[Data records]
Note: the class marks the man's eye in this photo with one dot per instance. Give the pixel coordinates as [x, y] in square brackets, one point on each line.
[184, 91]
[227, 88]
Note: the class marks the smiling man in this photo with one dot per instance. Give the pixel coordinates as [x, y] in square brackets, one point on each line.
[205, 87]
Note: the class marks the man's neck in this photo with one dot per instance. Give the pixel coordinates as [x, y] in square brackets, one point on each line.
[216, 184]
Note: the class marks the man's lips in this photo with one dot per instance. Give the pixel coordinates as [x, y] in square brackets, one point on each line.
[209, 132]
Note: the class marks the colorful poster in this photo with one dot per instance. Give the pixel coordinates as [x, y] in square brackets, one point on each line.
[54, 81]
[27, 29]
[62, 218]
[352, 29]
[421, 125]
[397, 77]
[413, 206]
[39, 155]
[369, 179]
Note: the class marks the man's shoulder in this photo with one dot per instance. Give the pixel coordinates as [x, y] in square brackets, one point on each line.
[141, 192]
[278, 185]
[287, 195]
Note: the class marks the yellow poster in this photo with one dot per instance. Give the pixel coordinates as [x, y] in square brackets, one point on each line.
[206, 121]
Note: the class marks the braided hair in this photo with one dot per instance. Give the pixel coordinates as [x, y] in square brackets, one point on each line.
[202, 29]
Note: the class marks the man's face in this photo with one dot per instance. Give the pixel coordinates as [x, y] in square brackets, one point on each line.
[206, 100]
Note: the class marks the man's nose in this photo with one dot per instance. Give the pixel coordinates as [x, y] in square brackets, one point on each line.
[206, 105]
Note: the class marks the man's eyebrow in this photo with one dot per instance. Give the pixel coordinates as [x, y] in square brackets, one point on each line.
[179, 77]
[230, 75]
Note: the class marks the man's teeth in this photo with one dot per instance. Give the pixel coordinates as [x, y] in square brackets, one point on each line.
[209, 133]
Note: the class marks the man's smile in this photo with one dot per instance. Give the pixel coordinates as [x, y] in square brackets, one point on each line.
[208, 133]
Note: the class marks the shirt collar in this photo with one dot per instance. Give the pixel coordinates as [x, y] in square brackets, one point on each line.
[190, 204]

# Description of the task
Return each line above exactly.

# Worked solution
Note: the class marks the man's eye in this photo with one dot per instance. Give the pixel coordinates as [x, y] in square brackets, one point on each line.
[184, 91]
[227, 88]
Note: the class marks the smiling man in this photo with one dot per instance. Give the pixel coordinates as [x, y] in square brackets, one point on each line.
[205, 87]
Note: the class marks the man's neck in this photo with one dot per instance. Give the pixel coordinates as [x, y] in square brackets, one point on each line.
[216, 184]
Note: the class marks the man's lips in this photo with one dot per instance. Give the pixel coordinates as [x, y] in square brackets, one point on each line.
[209, 132]
Note: the class marks the colorful poster in this photo with one dot per instance. Give the pixel coordinates as [x, y] in square brackets, one point on each line.
[54, 81]
[27, 29]
[62, 218]
[352, 29]
[421, 125]
[397, 77]
[413, 206]
[39, 155]
[369, 179]
Note: the class marks the man's shoulder in this photo with one dot per instance. Give the pixel coordinates as [x, y] in square brackets, one point on each line.
[141, 192]
[278, 185]
[287, 195]
Note: the class marks the yellow poster in this photo with one dot per instance. Give the pixel coordinates as [x, y] in square brackets, one point on each line.
[206, 121]
Note: the class marks the braided hair in this photo with one dot per instance. Give the pixel coordinates as [x, y] in square brackets, one point on each line.
[202, 29]
Note: the class marks the man's face in this photo with one dot per instance. Give the pixel coordinates as [x, y] in square brackets, one point on each line.
[206, 100]
Note: the class marks the man's nose in this photo with one dot per instance. Give the pixel coordinates as [x, y] in square brackets, one point on each line.
[206, 105]
Note: the class marks the man's eyebrow in this photo with one dot per instance. Give the pixel coordinates as [x, y] in square brackets, one point on each line.
[179, 77]
[230, 75]
Note: the class marks the man's teeth in this photo with one dot per instance. Give the pixel coordinates as [x, y] in square brackets, one point on each line.
[209, 133]
Note: the class marks the man's smile in this photo with one dot per instance. Give the pixel coordinates as [x, y] in square brackets, one point on each line.
[208, 133]
Note: the class marks the shirt collar in this photo with one dot per instance. Give the pixel coordinates as [x, y] in square brackets, one point on each line.
[190, 204]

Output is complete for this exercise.